What needs to be done: Find and copy each line in the material below where the string "before" occurs.

Study material:
= Beginning of Section =

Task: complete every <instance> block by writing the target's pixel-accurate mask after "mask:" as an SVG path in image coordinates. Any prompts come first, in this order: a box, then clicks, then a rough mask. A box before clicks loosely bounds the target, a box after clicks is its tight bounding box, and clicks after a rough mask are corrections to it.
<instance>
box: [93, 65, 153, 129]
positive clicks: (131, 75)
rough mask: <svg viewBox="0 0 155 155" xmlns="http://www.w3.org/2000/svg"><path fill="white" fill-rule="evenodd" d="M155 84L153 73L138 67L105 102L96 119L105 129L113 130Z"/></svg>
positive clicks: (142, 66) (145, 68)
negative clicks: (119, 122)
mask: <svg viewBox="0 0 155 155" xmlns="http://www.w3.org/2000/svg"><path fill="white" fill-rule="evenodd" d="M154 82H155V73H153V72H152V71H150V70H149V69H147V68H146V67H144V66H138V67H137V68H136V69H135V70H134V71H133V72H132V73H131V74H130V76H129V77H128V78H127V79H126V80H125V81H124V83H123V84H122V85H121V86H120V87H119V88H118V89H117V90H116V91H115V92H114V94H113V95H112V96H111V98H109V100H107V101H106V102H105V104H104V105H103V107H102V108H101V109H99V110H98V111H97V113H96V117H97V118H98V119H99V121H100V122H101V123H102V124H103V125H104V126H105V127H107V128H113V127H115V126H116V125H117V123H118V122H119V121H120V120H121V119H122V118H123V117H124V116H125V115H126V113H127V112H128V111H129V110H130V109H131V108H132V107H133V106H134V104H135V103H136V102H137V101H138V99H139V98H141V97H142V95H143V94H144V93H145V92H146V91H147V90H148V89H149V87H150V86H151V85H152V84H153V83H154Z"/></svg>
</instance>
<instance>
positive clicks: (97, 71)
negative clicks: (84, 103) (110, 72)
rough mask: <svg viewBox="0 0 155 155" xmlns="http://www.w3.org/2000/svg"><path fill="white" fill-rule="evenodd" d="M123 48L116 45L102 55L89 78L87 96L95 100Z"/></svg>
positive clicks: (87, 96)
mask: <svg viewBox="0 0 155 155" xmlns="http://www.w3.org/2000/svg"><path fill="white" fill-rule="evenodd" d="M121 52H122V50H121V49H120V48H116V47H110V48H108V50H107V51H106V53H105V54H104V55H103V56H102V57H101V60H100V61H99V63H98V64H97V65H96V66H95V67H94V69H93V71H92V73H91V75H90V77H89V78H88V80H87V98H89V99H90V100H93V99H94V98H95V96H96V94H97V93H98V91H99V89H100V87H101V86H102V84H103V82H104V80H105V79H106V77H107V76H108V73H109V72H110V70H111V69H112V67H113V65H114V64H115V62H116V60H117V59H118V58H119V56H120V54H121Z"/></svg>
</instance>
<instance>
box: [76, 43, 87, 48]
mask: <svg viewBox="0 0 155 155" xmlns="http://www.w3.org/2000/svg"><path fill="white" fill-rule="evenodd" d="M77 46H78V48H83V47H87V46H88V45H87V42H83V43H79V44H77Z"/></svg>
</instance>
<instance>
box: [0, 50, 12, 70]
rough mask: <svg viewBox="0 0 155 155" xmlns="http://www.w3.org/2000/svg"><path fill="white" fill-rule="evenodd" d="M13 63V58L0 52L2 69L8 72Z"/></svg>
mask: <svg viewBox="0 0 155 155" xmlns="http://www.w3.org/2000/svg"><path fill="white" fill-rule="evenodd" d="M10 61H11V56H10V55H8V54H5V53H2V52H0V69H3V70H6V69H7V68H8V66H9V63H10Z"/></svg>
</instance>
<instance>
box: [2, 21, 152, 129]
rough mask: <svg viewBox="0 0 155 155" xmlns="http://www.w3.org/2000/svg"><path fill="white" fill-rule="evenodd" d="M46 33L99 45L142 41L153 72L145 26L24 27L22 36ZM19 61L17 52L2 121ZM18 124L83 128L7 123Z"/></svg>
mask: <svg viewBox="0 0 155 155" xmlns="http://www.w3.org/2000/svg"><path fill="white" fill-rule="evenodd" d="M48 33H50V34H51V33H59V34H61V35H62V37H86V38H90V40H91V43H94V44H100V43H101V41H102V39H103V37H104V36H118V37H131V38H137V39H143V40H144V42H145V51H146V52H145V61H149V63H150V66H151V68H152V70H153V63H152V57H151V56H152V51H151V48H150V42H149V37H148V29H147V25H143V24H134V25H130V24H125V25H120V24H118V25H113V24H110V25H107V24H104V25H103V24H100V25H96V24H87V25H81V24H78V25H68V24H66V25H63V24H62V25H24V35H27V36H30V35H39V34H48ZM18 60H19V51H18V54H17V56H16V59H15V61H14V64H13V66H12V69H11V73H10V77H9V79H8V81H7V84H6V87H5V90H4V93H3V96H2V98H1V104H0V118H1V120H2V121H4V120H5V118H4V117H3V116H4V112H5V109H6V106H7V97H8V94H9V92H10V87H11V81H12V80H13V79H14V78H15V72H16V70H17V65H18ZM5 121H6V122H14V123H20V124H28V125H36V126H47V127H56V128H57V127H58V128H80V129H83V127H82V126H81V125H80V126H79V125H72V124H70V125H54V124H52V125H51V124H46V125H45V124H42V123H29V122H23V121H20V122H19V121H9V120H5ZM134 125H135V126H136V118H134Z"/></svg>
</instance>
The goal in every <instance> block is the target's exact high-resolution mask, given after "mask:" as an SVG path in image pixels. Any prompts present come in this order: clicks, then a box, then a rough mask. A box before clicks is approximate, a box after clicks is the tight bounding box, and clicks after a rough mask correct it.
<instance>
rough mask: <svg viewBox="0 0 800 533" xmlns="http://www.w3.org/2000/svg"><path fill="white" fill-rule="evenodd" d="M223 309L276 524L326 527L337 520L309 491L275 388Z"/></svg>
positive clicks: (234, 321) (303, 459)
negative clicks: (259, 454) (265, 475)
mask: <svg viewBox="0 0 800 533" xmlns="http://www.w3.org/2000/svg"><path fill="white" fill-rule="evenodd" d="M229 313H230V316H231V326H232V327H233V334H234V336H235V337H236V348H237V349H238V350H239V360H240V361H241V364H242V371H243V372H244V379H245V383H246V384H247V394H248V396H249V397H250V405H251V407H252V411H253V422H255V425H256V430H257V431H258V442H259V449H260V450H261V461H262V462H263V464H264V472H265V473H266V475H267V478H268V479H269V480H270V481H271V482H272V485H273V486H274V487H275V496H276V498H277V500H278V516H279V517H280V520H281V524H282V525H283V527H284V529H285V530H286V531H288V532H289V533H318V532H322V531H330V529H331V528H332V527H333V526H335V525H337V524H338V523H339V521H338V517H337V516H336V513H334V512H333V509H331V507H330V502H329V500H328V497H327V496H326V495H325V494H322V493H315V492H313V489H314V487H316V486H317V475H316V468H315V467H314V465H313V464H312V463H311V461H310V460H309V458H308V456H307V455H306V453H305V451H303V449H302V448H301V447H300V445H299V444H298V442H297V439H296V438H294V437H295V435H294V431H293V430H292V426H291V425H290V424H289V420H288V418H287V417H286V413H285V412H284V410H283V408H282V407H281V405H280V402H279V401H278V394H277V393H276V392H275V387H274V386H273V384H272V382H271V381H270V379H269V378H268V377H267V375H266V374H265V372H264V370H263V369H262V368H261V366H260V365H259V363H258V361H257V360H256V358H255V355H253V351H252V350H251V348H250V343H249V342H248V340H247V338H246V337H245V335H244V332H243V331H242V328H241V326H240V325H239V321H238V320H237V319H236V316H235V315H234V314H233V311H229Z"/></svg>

= End of Section =

Final answer:
Task: complete every <instance> block by writing the target's pixel-accurate mask after "mask:" as an SVG path in image coordinates. Any prompts come first, in this order: a box, then clicks, then a rough mask. A box before clicks loosely bounds the target, a box after clicks is its tight bounding box, and clicks after a rough mask are corrections to it.
The goal in every <instance> block is the target's exact high-resolution mask, given after "mask:" as an SVG path in image pixels. Any prompts present come in this order: clicks, then a box, then a rough mask. A box before clicks is approximate, a box after clicks is the tight bounding box, and clicks after a rough mask correct it.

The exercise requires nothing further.